**TEXT**
▬▬▬
Instructor: William R. Fowler, Associate Professor of Anthropology

The cultural and social impacts of the great plagues in world history form the broad subject matter of this course. We will take a multidisciplinary approach emphasizing material from anthropology, geography, history, historical demography, and historical epidemiology. Readings and discussion will also include interpretations from the field of genomic microbiology (the study of ancient pathogens and the evolution of infectious disease organisms). We will examine the impacts of the Black Death (bubonic and pneumonic plague), smallpox, and typhus in medieval and early modern Asia and Europe; smallpox and other disease outbreaks in early colonial Mesoamerica and Peru; the Spanish flu in the early twentieth century; and AIDS, ebola, SARS, and COVID-19 in recent times. Beyond scientific study of the the impacts of each disease, we will also explore the historiography of the impact of and response to each disease.

Instructor: Beth A. Conklin, Associate Professor of Anthropology

The viral pandemic has sent a powerful message about how human life is entangled with non-human agents. This class explores the growing recognition in science and medicine of human/non-human interdependence and how symbiotic views of life are upending old thinking about divisions between nature and culture, body/organism and environment, self and other. Focusing on the cultural-political implications for society (this is not a “science” class and requires no special background), we will look at how theorists are seeking language and metaphors to express these new insights, and consider the trade-offs in science writing that projects human emotions and sociality onto trees and other non-humans. Indigenous people have centuries of experience living in social systems based on relational biology and cosmology, and we will look for insights from diverse cultures to think about how a more ecological, multispecies imagination might be mobilized to promote healthier futures for people and the planet.

Instructor: Magda Campos-Pons, Cornelius Vanderbilt Professor of Art

This course will focus on the study of art’s relationship to social justice. It will include a focus on visual representation and multiple art forms as means to develop new knowledge, new perspectives, and new practices toward inclusive discussion of cultural interconnections, historical entanglements, and the consequences of geographies, histories, and politics. There will be special attention paid to expansion of the so-called South its relations and interdependence with other geographies, and also historical legacies more generally and their relationships to progress toward more just and democratic futures. The course will include critical analysis and experiential projects and models of innovative art practices.

Instructor: Jay Clayton, William R. Kenan, Jr. Professor of English

The gaming industry today generates more revenue than the movie and music industries combined and employs people with a vast range of skills—writing, art, music, filmmaking, computer science, marketing, social media, and more. Games have an impact on culture and society in countless ways, making it imperative that we study their effects from multiple angles. This course explores the role of storytelling in digital games. Beginning with Lord of the Rings Online, a massively multiplayer role playing game (MMO), and indie games such as Braid, Journey, and Portal, the course introduces students to the literary and artistic challenges of constructing narratives in a digital environment and the implications of social media for concepts of self and society. In addition to the novels and films of Tolkien, the course looks at a variety of new media, films, and novels about gaming.
▬▬▬
**INFORMATION SHOWN**

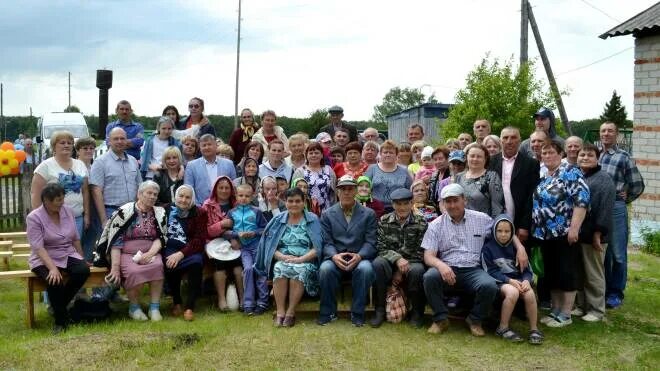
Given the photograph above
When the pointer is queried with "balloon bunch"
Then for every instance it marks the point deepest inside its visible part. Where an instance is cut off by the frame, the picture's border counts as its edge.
(10, 159)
▬▬▬
**EXERCISE REQUIREMENTS**
1 - In the course descriptions, which massively multiplayer role playing game is the first game studied in the digital games course?
2 - Print, without any changes, the passage of the course descriptions that begins with the words "This course will" and ends after the words "innovative art practices.".

**TASK RESULTS**
1 - Lord of the Rings Online

2 -
This course will focus on the study of art’s relationship to social justice. It will include a focus on visual representation and multiple art forms as means to develop new knowledge, new perspectives, and new practices toward inclusive discussion of cultural interconnections, historical entanglements, and the consequences of geographies, histories, and politics. There will be special attention paid to expansion of the so-called South its relations and interdependence with other geographies, and also historical legacies more generally and their relationships to progress toward more just and democratic futures. The course will include critical analysis and experiential projects and models of innovative art practices.